> Excerpt to read:
------------------------------

Because an alternate / contrary view is put forth?

vawr said...

eatme, with your name and middle finger I see that you and introvert have something in common.

Phil said...
This comment has been removed by the author.
Phil said...

Has any one come across this one
graph
It started to make me want to hold off a bit longer before buying, maybe the coast will benefit more , or not ,lots of old foges here

patriotz said...

That graph only shows relative populations. It looks a whole lot worse when you compare the debt loads and incomes of 1986's 20-30 year olds with today's 20-30 year olds.

Leo S said...

Because an alternate / contrary view is put forth?

No, because of his odd obsession with where HHV bought a place, and posts that are obviously only put here to annoy people. Alternate viewpoints with actual data are great.

Introvert said...

...his odd obsession with where HHV bought a place...

If I'm interested in where HHV bought a place, it's because there's really no good reason for him not to tell his readers. We're all anonymous here.

Let's say a guy starts a blog about investing in gold. He runs it for a while, develops a community, then mentions to his readers that he decided to sink all his cash into a precious metal other than gold. Which one? Oh, that doesn't matter. Let's move on, shall we? How about we keep talking about gold...

------------------------------

> Records provided:

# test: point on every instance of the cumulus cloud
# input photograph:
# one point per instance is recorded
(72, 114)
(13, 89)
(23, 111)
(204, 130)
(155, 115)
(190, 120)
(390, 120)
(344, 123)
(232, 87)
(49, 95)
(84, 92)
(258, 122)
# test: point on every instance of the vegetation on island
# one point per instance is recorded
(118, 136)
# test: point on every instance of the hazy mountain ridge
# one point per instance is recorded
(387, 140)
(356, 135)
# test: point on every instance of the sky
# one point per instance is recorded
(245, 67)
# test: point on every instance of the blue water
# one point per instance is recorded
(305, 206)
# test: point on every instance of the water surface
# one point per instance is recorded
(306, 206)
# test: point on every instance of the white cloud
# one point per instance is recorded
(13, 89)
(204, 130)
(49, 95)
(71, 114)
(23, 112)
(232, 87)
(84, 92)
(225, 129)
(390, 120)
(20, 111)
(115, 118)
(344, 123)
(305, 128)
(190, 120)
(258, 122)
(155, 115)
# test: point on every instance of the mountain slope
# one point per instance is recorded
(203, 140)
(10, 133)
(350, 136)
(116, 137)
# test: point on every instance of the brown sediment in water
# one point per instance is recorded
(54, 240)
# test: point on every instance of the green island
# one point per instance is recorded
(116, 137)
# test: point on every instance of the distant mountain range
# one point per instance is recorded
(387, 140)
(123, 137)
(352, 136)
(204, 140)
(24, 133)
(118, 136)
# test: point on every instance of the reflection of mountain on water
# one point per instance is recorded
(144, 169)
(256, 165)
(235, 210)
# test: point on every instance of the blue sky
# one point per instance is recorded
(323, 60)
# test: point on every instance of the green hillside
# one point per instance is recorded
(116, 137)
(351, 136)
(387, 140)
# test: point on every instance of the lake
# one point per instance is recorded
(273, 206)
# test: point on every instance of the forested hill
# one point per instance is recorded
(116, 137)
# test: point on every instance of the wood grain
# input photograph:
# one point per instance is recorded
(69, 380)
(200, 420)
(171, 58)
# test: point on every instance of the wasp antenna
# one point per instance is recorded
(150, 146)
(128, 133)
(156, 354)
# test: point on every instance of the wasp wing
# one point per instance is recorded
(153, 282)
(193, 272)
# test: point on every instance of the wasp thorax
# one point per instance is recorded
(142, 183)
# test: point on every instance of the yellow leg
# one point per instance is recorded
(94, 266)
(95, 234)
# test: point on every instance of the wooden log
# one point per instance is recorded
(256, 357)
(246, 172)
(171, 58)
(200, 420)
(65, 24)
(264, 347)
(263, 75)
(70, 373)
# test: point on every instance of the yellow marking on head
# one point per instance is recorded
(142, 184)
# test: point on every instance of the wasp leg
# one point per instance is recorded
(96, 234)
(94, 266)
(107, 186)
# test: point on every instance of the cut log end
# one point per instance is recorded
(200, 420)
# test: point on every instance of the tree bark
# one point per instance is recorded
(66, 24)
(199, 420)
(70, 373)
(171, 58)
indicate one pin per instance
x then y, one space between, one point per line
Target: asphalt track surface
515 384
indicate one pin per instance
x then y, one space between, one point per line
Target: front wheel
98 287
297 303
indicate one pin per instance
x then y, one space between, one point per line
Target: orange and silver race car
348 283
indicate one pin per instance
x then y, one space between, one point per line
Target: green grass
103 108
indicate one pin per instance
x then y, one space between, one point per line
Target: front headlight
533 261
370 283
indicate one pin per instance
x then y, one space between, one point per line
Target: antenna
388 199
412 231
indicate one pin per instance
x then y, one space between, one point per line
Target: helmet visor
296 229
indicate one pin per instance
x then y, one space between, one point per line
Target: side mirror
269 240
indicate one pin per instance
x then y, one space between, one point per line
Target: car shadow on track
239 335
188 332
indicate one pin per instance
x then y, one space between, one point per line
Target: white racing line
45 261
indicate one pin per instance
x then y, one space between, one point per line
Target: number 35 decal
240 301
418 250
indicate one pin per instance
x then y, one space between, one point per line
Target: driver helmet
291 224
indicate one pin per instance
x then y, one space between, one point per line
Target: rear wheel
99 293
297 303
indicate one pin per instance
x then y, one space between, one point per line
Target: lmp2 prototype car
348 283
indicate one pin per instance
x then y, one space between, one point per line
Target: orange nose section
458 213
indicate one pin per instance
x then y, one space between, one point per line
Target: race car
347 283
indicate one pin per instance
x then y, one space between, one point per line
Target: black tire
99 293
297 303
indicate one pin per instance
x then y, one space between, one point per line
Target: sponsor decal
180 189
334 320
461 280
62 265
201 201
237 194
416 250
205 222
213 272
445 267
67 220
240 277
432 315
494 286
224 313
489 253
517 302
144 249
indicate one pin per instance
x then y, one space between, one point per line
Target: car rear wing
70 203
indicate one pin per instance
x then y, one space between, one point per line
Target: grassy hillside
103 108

------------------------------

> Written task 1: According to patriotz in the comment thread, what does the graph only show?
> Written task 2: Which lines of the records contain the word "blue"? Find and copy each of them, treating case as significant.
The comment thread and the records have no connection to each other.

> Correct output 1: Relative populations.

> Correct output 2:
# test: point on every instance of the blue water
# test: point on every instance of the blue sky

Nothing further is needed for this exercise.